**WHAT IS NEEDED**
Answer these from the text on hpcman queue submit:
(a) What does the '-' in the command do?
(b) Which option makes an array job?
(c) Under "Local drives", what do the options let you use?

**TEXT SHOWN**
--------

Looks good! Now, let's submit.

hpcman queue submit -t arraySGE_Array

bash ./submit_blast.sh | hpcman queue submit - -t array -q fast -p 2 --watch -r sge.blast_array

Uses '-' to take STDIN as input. Uses -t array to make array job.

bash ./submit_blast.sh | hpcman queue submit -q fast -P 2 -r sge.blast_array

Uses STDIN by default. (hpcman queue submit does as well, but explicit is better than implicit).

Local drives¶

hpcman queue submit gives options to use the local drive of each machine.

--------

**DATA ROWS**
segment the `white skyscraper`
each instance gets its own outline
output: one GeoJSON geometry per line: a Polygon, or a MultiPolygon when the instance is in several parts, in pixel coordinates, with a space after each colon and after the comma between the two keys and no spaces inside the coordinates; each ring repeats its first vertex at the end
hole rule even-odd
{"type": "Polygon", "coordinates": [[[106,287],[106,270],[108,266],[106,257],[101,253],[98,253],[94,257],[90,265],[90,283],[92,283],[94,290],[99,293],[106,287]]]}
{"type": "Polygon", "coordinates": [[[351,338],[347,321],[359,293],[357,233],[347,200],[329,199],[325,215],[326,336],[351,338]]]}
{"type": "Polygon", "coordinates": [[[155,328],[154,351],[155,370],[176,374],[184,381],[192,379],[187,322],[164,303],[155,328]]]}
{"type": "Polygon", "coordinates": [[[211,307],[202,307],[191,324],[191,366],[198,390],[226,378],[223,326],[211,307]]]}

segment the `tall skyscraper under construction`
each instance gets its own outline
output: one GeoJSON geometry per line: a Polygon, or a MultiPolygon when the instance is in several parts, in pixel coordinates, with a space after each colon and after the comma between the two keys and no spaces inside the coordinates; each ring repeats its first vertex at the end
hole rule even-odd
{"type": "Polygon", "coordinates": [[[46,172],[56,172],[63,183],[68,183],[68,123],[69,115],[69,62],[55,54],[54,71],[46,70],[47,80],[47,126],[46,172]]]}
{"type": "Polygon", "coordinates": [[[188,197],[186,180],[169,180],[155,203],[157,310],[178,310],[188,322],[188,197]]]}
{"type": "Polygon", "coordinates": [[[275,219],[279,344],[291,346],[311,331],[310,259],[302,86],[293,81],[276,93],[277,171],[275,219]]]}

--------

**SOLUTION FOR THIS TASK**
(a) It takes STDIN as input.
(b) -t array
(c) The local drive of each machine.